Extracted records:
====

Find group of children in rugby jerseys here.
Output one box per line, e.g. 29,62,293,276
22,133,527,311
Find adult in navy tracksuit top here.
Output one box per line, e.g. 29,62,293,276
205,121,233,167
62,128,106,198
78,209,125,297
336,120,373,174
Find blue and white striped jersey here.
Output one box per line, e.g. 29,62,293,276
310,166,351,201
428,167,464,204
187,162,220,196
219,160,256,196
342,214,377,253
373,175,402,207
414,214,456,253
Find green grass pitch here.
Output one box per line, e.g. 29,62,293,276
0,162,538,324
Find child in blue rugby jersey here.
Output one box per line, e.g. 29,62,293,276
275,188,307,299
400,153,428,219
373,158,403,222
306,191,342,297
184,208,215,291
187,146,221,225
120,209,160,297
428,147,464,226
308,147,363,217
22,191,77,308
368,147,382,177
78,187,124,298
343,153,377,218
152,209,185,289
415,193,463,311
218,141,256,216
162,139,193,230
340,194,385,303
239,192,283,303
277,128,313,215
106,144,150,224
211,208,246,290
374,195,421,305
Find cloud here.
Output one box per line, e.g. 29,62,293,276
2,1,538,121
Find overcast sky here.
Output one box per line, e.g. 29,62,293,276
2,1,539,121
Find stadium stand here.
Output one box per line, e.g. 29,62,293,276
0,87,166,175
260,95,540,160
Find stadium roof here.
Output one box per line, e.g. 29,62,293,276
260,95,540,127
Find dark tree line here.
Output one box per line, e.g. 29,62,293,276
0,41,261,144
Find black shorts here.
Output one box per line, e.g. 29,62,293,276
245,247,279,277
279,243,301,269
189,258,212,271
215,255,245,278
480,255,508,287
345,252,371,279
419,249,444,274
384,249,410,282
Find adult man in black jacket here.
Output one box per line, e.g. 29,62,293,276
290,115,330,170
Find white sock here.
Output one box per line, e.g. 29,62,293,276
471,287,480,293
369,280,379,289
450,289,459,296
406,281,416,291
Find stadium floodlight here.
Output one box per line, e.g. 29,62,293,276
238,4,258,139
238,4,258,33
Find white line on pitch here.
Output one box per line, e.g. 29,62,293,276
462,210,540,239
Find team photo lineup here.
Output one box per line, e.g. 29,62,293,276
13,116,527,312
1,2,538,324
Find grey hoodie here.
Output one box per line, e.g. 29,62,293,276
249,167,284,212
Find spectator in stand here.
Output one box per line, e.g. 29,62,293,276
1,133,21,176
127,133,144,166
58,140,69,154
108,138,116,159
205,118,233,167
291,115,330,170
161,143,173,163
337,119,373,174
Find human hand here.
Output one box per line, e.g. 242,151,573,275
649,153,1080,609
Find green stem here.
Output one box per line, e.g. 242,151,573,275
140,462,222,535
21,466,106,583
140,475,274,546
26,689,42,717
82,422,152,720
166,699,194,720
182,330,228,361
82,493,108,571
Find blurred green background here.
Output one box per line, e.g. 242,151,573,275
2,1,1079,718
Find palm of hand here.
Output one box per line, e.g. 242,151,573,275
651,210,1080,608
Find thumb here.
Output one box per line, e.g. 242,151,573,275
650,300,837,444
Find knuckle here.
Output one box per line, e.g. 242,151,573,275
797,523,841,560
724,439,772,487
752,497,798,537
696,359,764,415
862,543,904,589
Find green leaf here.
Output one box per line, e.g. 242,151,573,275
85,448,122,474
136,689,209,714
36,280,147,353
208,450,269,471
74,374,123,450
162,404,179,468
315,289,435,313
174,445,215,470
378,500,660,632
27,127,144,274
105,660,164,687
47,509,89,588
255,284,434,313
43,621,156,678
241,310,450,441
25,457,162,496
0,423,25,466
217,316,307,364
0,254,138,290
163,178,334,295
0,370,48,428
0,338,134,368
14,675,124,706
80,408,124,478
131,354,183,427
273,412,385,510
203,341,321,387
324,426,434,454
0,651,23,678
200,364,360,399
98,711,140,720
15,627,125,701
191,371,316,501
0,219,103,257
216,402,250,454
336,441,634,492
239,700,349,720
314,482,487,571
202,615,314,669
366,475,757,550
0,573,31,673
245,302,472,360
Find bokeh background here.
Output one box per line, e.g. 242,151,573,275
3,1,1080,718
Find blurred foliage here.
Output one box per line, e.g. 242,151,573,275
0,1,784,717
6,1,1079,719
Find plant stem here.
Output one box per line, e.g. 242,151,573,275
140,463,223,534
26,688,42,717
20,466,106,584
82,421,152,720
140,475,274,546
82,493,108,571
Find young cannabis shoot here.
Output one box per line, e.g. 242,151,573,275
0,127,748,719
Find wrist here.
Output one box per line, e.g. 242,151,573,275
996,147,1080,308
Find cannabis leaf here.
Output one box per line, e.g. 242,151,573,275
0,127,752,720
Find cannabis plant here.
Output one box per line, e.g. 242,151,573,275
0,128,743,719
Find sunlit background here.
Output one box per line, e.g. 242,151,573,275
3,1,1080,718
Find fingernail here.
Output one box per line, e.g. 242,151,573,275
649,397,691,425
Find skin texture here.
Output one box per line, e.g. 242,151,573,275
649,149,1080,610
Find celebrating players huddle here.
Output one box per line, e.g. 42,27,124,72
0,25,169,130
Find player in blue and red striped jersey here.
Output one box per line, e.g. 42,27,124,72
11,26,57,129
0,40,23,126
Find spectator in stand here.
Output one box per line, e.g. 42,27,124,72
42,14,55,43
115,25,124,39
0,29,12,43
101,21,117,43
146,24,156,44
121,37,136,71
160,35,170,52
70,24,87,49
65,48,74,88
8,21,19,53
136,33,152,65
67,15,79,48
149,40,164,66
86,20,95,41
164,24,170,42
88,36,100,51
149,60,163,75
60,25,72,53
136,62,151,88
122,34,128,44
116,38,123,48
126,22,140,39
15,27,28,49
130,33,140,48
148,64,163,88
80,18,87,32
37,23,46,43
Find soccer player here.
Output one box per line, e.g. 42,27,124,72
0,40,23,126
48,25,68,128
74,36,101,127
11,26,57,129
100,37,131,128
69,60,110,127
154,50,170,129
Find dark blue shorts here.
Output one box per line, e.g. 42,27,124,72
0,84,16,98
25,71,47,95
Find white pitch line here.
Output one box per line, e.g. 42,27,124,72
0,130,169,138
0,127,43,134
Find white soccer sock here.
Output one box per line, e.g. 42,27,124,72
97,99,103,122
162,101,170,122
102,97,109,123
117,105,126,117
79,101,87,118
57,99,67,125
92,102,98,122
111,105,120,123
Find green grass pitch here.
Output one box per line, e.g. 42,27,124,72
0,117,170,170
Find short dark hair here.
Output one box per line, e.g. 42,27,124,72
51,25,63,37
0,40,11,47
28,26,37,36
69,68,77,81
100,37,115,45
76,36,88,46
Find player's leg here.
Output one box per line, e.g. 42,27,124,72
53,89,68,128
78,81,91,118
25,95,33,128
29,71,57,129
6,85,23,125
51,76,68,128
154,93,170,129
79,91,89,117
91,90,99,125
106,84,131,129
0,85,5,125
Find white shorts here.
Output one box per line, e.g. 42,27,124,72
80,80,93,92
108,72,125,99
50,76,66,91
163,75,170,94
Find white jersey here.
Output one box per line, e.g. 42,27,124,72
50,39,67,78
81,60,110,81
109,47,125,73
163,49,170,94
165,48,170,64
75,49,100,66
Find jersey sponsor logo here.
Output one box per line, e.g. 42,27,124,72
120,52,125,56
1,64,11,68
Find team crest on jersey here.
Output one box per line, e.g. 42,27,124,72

====

**WHAT THE TASK REQUIRES**.
One number only, please: the count of lines in the data that hold the word "background".

**TASK RESPONSE**.
3